> _ACTIVITY_
Reproduce all entries verbatim, with nothing added or dropped.

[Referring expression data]
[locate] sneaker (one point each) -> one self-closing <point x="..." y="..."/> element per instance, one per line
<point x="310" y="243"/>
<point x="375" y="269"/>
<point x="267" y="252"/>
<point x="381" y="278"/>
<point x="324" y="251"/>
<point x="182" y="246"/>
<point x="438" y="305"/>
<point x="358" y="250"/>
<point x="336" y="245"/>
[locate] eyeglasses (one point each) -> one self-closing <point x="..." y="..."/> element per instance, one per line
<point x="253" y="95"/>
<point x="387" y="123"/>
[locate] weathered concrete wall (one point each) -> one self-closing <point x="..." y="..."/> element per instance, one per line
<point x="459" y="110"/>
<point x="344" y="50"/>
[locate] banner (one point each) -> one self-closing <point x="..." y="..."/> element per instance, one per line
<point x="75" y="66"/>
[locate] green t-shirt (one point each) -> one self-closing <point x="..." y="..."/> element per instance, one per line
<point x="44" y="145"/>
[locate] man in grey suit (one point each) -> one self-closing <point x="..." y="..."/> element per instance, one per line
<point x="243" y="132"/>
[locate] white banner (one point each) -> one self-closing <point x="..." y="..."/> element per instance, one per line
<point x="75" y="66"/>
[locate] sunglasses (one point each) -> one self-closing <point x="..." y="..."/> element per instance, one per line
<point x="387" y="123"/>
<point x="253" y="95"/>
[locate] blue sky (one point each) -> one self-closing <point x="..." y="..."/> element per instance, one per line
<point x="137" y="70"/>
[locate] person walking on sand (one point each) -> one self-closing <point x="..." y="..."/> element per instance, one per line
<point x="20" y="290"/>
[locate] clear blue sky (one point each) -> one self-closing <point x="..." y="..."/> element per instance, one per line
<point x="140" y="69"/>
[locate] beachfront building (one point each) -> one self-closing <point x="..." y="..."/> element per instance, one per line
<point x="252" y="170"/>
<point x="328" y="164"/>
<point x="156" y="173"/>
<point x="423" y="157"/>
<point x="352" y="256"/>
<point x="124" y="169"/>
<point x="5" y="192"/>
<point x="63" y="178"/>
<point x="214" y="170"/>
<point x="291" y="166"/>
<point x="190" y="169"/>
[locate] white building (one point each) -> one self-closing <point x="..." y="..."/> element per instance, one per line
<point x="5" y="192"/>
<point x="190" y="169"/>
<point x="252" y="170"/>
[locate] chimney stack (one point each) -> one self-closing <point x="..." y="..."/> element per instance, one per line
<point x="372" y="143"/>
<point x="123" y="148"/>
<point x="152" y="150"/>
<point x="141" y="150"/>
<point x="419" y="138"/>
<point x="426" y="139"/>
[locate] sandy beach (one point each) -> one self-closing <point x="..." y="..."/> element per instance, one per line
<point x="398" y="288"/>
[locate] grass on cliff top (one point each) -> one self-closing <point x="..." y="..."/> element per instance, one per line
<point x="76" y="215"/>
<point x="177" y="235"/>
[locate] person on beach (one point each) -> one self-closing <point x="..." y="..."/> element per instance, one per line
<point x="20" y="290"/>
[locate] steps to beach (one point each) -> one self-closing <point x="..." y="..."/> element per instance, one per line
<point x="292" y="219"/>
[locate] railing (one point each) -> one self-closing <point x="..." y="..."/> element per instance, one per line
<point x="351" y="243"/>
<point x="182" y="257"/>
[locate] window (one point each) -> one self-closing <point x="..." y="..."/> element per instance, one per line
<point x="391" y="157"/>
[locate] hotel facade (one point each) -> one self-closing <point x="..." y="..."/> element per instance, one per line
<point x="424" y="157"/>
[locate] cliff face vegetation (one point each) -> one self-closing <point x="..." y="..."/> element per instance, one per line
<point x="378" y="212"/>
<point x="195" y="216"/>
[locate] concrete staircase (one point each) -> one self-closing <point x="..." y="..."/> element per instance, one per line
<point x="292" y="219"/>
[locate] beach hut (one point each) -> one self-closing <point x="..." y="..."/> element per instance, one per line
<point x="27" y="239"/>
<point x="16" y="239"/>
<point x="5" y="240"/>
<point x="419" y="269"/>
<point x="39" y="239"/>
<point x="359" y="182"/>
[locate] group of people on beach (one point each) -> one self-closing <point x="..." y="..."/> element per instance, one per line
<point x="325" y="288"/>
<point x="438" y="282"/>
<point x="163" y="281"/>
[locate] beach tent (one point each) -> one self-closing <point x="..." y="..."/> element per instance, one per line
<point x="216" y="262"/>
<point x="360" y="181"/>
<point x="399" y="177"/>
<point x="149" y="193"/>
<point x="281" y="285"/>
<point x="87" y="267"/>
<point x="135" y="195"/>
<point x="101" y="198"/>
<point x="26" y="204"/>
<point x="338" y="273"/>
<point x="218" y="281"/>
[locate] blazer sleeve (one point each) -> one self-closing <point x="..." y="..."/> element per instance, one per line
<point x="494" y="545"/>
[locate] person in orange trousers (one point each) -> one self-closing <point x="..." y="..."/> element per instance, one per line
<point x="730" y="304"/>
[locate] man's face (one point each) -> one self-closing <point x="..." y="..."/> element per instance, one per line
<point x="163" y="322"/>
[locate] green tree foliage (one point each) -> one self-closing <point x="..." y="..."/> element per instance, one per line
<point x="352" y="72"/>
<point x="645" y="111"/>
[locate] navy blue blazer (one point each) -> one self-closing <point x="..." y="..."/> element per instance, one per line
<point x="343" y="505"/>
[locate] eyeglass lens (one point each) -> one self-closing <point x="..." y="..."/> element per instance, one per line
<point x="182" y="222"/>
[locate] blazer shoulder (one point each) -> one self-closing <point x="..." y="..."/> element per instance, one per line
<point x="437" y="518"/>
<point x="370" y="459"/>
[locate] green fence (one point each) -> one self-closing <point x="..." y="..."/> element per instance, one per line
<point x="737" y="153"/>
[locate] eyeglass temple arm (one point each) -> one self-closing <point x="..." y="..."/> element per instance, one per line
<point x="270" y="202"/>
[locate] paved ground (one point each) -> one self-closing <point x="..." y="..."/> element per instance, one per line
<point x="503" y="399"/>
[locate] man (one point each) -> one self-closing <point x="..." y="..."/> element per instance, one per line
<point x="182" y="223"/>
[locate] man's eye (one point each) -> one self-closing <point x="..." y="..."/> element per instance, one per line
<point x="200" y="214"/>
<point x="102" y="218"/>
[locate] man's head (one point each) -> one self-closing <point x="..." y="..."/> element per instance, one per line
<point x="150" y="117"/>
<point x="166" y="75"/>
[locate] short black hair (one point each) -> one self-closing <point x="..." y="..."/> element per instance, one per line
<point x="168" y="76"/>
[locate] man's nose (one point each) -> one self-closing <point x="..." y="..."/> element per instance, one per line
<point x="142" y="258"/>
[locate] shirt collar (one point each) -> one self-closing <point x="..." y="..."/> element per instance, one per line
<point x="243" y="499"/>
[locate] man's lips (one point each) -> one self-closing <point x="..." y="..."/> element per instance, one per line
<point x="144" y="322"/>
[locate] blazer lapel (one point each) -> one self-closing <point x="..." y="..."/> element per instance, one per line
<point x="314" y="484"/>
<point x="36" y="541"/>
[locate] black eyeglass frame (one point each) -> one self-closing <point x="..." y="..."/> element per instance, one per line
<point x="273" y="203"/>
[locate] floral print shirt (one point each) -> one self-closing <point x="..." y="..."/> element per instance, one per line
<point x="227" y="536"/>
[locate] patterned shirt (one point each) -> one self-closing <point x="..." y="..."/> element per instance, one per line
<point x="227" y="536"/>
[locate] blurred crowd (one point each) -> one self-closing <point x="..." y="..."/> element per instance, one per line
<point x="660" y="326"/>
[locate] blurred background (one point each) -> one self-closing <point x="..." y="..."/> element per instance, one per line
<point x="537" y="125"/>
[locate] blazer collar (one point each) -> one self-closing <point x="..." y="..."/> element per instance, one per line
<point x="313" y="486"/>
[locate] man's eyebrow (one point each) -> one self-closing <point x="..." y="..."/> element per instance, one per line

> _RESULT OF THE TASK_
[locate] sneaker (one point each) -> one self-closing <point x="..." y="..."/> element per instance, one per line
<point x="310" y="243"/>
<point x="375" y="269"/>
<point x="267" y="252"/>
<point x="381" y="278"/>
<point x="324" y="251"/>
<point x="182" y="246"/>
<point x="438" y="305"/>
<point x="358" y="250"/>
<point x="336" y="245"/>
[locate] eyeglasses (one point each) -> one self-closing <point x="..." y="..."/> element per instance, one per line
<point x="253" y="95"/>
<point x="387" y="123"/>
[locate] weathered concrete wall (one point each) -> one self-closing <point x="..." y="..."/> element per instance, one per line
<point x="459" y="110"/>
<point x="344" y="50"/>
[locate] banner (one point each) -> one self-closing <point x="..." y="..."/> element per instance, one per line
<point x="75" y="66"/>
[locate] green t-shirt (one point each) -> one self-closing <point x="..." y="..."/> element per instance, one per line
<point x="44" y="145"/>
[locate] man in grey suit (one point each) -> one self-closing <point x="..." y="..."/> element per instance, one per line
<point x="243" y="132"/>
[locate] white banner (one point each) -> one self-closing <point x="..." y="..."/> element per instance, one per line
<point x="75" y="66"/>
[locate] sunglasses (one point each) -> one self-closing <point x="..." y="..."/> element per instance, one per line
<point x="387" y="123"/>
<point x="253" y="95"/>
[locate] blue sky (one point each) -> one self-closing <point x="..." y="..."/> element per instance, one per line
<point x="137" y="70"/>
[locate] person walking on sand (one point each) -> one self-closing <point x="..." y="..."/> element per instance, one per line
<point x="20" y="290"/>
[locate] clear blue sky (one point each) -> one self-closing <point x="..." y="..."/> element per instance, one per line
<point x="140" y="69"/>
[locate] beachfront building (one point each) -> one self-closing <point x="..." y="..."/> element per instance, one per line
<point x="252" y="170"/>
<point x="328" y="164"/>
<point x="156" y="173"/>
<point x="423" y="157"/>
<point x="352" y="256"/>
<point x="124" y="169"/>
<point x="5" y="192"/>
<point x="63" y="178"/>
<point x="214" y="170"/>
<point x="291" y="166"/>
<point x="190" y="169"/>
[locate] white building (one point each) -> one self-closing <point x="..." y="..."/> element per instance, one per line
<point x="5" y="192"/>
<point x="190" y="169"/>
<point x="252" y="170"/>
[locate] chimney stack (one point each) -> one self-closing <point x="..." y="..."/> element per instance, one per line
<point x="372" y="143"/>
<point x="123" y="148"/>
<point x="152" y="150"/>
<point x="141" y="150"/>
<point x="419" y="138"/>
<point x="426" y="139"/>
[locate] sandy beach (one point each) -> one self-closing <point x="..." y="..."/> element per instance, one per line
<point x="398" y="288"/>
[locate] grass on cliff top (one point each) -> one self-closing <point x="..." y="..."/> element per instance, one per line
<point x="76" y="215"/>
<point x="177" y="235"/>
[locate] person on beach (one point each) -> one self-closing <point x="..." y="..."/> element per instance, one per line
<point x="20" y="290"/>
[locate] steps to beach (one point each) -> one self-closing <point x="..." y="..."/> element per instance, one per line
<point x="292" y="219"/>
[locate] railing (one point each) -> one self-closing <point x="..." y="..."/> element per instance, one per line
<point x="351" y="243"/>
<point x="182" y="257"/>
[locate] window (one point each) -> one self-closing <point x="..." y="..."/> element per instance, one per line
<point x="391" y="157"/>
[locate] hotel facade (one point each) -> one self-closing <point x="..." y="..."/> element per instance, one per line
<point x="424" y="157"/>
[locate] cliff face vegetation (one point each) -> one self-closing <point x="..." y="..."/> element per instance, one per line
<point x="378" y="212"/>
<point x="195" y="216"/>
[locate] concrete staircase (one point each) -> one self-closing <point x="..." y="..."/> element per instance, one per line
<point x="292" y="219"/>
[locate] beach hut (one point each) -> one self-closing <point x="..." y="..."/> element per instance, one per line
<point x="27" y="239"/>
<point x="16" y="239"/>
<point x="5" y="240"/>
<point x="419" y="269"/>
<point x="39" y="239"/>
<point x="359" y="182"/>
[locate] group of people on beach (one point each) -> one self-closing <point x="..." y="..."/> element per instance, one per line
<point x="325" y="288"/>
<point x="438" y="282"/>
<point x="163" y="281"/>
[locate] beach tent (one point each) -> one self-closing <point x="..." y="..."/> element per instance, one per line
<point x="216" y="262"/>
<point x="360" y="181"/>
<point x="399" y="177"/>
<point x="149" y="193"/>
<point x="281" y="285"/>
<point x="87" y="267"/>
<point x="135" y="195"/>
<point x="101" y="198"/>
<point x="26" y="204"/>
<point x="338" y="273"/>
<point x="218" y="281"/>
[locate] blazer sleeve (one point each) -> one self-closing <point x="..." y="..."/> element per instance, one per line
<point x="494" y="545"/>
[locate] person in orange trousers (one point each) -> one self-closing <point x="..." y="..."/> element per instance, one per line
<point x="730" y="304"/>
[locate] man's face (one point each) -> one self-closing <point x="..." y="..."/> element per instance, one per line
<point x="163" y="322"/>
[locate] green tree foliage (one point each) -> one self-closing <point x="..." y="..."/> element per instance, one per line
<point x="352" y="72"/>
<point x="645" y="111"/>
[locate] navy blue blazer (one point each) -> one self-closing <point x="..." y="..."/> element per instance, one per line
<point x="343" y="505"/>
[locate] eyeglass lens (one point each) -> one self-closing <point x="..." y="..."/> element per instance, one per line
<point x="182" y="222"/>
[locate] blazer shoulder (one point each) -> one self-closing <point x="..." y="..."/> element per instance, one per line
<point x="437" y="518"/>
<point x="370" y="459"/>
[locate] green fence (one point each) -> one self-closing <point x="..." y="..."/> element per instance, one per line
<point x="737" y="153"/>
[locate] eyeglass temple arm (one point each) -> one self-closing <point x="..." y="..."/> element per instance, one per line
<point x="270" y="202"/>
[locate] paved ground (one point each) -> one self-closing <point x="..." y="..."/> element per instance, one per line
<point x="503" y="399"/>
[locate] man (one point each) -> one self-closing <point x="..." y="..."/> element per instance, one per line
<point x="182" y="223"/>
[locate] man's eye (one point each) -> one self-closing <point x="..." y="..."/> element per instance, one per line
<point x="200" y="214"/>
<point x="102" y="218"/>
[locate] man's head (one point each) -> one self-closing <point x="..." y="..."/> element per instance, one per line
<point x="150" y="117"/>
<point x="166" y="75"/>
[locate] short black hair (one point each) -> one self-closing <point x="..." y="..."/> element per instance, one per line
<point x="168" y="76"/>
[locate] man's nose (one point each) -> one self-closing <point x="..." y="..."/> element per instance, one per line
<point x="142" y="258"/>
[locate] shirt collar (one point each) -> one self-closing <point x="..." y="..."/> element per instance, one per line
<point x="243" y="499"/>
[locate] man's lips (one point each) -> one self-closing <point x="..." y="..."/> element per instance, one per line
<point x="144" y="322"/>
[locate] blazer lapel (one point each) -> one self-closing <point x="..." y="..."/> element per instance, one per line
<point x="314" y="484"/>
<point x="36" y="541"/>
[locate] black eyeglass frame (one point each) -> one self-closing <point x="..." y="..."/> element per instance, one per line
<point x="273" y="203"/>
[locate] floral print shirt (one point each) -> one self-closing <point x="..." y="..."/> element per instance, one per line
<point x="227" y="536"/>
[locate] patterned shirt (one point each) -> one self-closing <point x="..." y="..."/> element per instance, one per line
<point x="227" y="536"/>
[locate] blurred crowd (one point each) -> one self-closing <point x="..." y="..."/> element per instance, one per line
<point x="660" y="326"/>
[locate] blurred background (one point each) -> one self-closing <point x="..." y="..."/> element per instance, one per line
<point x="537" y="125"/>
[locate] blazer collar (one point each) -> one self-closing <point x="..." y="..."/> element per instance, one per line
<point x="313" y="486"/>
[locate] man's eyebrow (one point each) -> one self-closing <point x="..." y="..."/> element per instance, one per line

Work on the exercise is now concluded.